**** Texto apresentado ****

Vários fatores contribuem para a permanência da polarização.

O principal deles consiste no interesse do atual governo Lula de que ela persista. Construir ou manter inimigos ideológicos constitui o melhor expediente para tirar a atenção da população aos problemas reais do dia a dia. Além disso, permite definir um adversário político no polo oposto, em vez de enfrentar a incerteza decorrente de oponentes diversos.

A exploração política do 8 de janeiro é um exemplo. As invasões e depredações das sedes dos três poderes merecem apurações e punições, desde que legais e proporcionais, mas o governo federal buscou, desde o início, explorar politicamente o episódio para caracterizar Lula e o PT como os salvadores da democracia e todos os seus oponentes como antidemocráticos, o que é um retrato muito distante do verdadeiro.

A diplomacia presidencial é outro exemplo, sendo orientada, ao que tudo indica, para atender apenas à militância petista e à megalomania de Lula. É o que explica as aproximações de Lula com Maduro e com Putin, além das posições constrangedoras da diplomacia brasileira contra a Ucrânia e Israel.

No plano interno, a polarização é acentuada pela demonização e perseguição aos inimigos políticos, que devem ser “destruídos”. Militante petista, por esses dias, assim se referiu a Michelle Bolsonaro, enquanto, recentemente, fui surpreendido com coluna de jornalista simpático ao PT clamando por minha “destruição”.

****

* Lista de tarefas *
A. Liste todas as pessoas mencionadas pelo nome no texto sobre a polarização.
B. No texto sobre a polarização, substitua "inimigos ideológicos" por "adversários ideológicos" e reescreva tudo desde "O principal deles" até "de oponentes diversos.".

**** Dados fornecidos ****

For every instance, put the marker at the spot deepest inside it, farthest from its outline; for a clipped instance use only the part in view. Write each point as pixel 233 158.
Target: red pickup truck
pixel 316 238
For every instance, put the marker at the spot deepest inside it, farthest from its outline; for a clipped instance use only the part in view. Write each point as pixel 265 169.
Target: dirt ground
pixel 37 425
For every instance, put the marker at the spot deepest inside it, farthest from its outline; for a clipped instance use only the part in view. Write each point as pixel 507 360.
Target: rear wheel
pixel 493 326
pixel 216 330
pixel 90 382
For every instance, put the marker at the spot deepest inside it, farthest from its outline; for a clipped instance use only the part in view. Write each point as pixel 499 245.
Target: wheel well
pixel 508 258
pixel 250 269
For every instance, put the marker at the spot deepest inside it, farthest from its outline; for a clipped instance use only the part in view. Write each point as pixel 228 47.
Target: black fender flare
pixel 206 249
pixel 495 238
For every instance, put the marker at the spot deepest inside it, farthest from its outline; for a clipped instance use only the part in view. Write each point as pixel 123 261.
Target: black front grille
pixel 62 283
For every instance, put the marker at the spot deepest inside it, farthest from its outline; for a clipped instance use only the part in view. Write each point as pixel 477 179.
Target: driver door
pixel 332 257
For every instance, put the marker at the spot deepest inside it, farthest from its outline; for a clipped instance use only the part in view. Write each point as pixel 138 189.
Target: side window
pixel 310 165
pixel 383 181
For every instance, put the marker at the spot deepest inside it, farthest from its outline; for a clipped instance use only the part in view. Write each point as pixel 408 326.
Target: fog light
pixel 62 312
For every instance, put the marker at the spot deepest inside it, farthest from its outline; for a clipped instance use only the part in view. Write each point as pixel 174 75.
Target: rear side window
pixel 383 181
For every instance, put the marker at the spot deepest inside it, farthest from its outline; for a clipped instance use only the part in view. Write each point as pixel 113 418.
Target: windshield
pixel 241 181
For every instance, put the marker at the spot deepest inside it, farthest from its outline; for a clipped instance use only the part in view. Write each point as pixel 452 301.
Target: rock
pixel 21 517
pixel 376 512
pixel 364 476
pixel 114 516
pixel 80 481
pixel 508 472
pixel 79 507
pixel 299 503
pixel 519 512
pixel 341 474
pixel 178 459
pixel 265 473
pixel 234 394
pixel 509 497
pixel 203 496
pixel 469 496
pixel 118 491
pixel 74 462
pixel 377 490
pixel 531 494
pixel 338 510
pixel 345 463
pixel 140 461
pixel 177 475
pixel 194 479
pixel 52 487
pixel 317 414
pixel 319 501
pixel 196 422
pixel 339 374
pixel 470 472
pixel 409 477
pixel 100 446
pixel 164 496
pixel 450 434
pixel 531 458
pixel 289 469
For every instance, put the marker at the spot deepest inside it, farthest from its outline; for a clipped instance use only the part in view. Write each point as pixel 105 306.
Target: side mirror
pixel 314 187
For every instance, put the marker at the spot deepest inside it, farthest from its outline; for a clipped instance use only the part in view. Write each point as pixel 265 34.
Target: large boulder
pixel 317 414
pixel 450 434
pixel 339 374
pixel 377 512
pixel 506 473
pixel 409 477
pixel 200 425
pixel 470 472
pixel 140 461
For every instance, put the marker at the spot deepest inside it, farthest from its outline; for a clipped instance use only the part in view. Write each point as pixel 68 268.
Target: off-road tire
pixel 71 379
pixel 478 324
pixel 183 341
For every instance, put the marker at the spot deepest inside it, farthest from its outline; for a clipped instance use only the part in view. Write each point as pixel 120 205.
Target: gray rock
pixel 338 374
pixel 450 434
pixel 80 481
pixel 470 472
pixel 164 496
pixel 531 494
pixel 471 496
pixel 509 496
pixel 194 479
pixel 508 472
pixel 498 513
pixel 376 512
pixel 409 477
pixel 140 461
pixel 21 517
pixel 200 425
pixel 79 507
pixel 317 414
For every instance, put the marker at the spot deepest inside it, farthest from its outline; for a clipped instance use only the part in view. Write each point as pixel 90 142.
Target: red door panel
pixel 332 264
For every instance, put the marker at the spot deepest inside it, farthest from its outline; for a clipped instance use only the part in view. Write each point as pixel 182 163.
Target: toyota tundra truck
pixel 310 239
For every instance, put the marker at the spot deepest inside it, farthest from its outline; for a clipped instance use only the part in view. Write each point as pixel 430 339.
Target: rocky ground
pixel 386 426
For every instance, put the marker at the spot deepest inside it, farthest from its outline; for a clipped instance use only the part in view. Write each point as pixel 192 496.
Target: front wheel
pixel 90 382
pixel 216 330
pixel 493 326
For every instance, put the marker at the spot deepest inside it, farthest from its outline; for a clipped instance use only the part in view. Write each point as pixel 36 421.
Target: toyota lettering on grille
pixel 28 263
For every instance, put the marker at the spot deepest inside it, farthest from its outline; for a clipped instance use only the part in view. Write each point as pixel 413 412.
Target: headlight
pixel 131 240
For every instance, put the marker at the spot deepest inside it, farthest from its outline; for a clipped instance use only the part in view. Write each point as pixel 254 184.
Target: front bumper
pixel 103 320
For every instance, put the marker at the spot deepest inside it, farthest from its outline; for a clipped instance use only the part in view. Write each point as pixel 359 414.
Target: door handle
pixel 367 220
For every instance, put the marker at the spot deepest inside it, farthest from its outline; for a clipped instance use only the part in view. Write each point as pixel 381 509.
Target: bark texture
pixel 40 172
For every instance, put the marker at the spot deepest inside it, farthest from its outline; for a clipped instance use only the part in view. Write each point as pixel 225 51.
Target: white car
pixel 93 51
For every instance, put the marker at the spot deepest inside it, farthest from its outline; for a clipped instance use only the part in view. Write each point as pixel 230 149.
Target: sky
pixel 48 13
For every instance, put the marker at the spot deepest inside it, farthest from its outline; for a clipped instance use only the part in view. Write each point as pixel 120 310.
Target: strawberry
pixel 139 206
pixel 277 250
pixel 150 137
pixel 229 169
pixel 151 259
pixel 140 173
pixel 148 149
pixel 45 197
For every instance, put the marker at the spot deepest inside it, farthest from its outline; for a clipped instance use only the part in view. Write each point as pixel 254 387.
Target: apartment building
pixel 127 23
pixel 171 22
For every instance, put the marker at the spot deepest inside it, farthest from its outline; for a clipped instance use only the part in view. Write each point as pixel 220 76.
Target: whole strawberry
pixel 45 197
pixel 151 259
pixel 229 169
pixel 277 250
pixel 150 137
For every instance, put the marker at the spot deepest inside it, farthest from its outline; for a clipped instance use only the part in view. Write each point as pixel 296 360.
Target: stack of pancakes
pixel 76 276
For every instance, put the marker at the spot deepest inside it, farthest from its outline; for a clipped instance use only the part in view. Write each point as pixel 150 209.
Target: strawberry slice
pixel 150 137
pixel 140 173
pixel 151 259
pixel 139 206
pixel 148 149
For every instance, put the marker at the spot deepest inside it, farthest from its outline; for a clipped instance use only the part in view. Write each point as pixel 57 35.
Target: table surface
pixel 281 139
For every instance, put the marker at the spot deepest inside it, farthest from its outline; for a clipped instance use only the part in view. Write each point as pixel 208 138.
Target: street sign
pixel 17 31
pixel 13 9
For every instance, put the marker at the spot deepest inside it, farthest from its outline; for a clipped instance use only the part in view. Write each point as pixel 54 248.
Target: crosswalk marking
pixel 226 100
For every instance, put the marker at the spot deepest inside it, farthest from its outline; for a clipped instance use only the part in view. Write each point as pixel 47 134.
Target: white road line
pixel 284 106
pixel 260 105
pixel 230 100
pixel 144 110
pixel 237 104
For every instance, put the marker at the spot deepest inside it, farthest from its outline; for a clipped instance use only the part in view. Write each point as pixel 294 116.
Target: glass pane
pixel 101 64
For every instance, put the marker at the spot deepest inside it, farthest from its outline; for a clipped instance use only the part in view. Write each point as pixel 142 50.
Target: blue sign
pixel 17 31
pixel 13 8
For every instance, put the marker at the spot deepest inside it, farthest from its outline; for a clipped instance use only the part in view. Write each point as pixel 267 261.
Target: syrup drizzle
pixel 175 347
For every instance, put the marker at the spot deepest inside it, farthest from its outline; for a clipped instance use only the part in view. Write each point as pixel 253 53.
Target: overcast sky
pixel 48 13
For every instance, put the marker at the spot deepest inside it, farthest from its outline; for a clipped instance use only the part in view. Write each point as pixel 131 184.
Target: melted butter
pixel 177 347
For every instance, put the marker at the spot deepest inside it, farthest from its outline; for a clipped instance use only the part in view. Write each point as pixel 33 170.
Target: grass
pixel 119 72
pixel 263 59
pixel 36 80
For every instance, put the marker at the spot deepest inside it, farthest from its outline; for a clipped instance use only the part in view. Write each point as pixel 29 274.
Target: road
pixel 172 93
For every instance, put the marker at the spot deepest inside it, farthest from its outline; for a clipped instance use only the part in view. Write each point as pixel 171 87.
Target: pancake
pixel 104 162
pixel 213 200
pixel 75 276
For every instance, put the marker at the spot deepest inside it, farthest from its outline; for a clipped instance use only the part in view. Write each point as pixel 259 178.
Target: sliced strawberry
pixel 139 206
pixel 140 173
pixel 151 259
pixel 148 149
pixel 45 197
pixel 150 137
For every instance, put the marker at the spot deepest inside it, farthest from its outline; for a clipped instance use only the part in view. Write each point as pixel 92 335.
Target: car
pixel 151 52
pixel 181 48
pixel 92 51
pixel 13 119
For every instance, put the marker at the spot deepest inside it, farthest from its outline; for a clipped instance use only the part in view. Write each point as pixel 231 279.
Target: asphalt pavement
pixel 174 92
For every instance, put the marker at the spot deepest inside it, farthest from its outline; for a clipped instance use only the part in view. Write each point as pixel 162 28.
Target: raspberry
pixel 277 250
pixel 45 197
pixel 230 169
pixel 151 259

****
**** Dados fornecidos ****

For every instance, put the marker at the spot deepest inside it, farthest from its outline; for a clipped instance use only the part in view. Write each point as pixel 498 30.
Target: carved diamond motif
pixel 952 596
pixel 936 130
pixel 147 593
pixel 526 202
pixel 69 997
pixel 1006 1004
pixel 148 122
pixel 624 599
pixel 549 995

****

* Respostas do exercício *
A. Lula, Maduro, Putin, Michelle Bolsonaro

B.
O principal deles consiste no interesse do atual governo Lula de que ela persista. Construir ou manter adversários ideológicos constitui o melhor expediente para tirar a atenção da população aos problemas reais do dia a dia. Além disso, permite definir um adversário político no polo oposto, em vez de enfrentar a incerteza decorrente de oponentes diversos.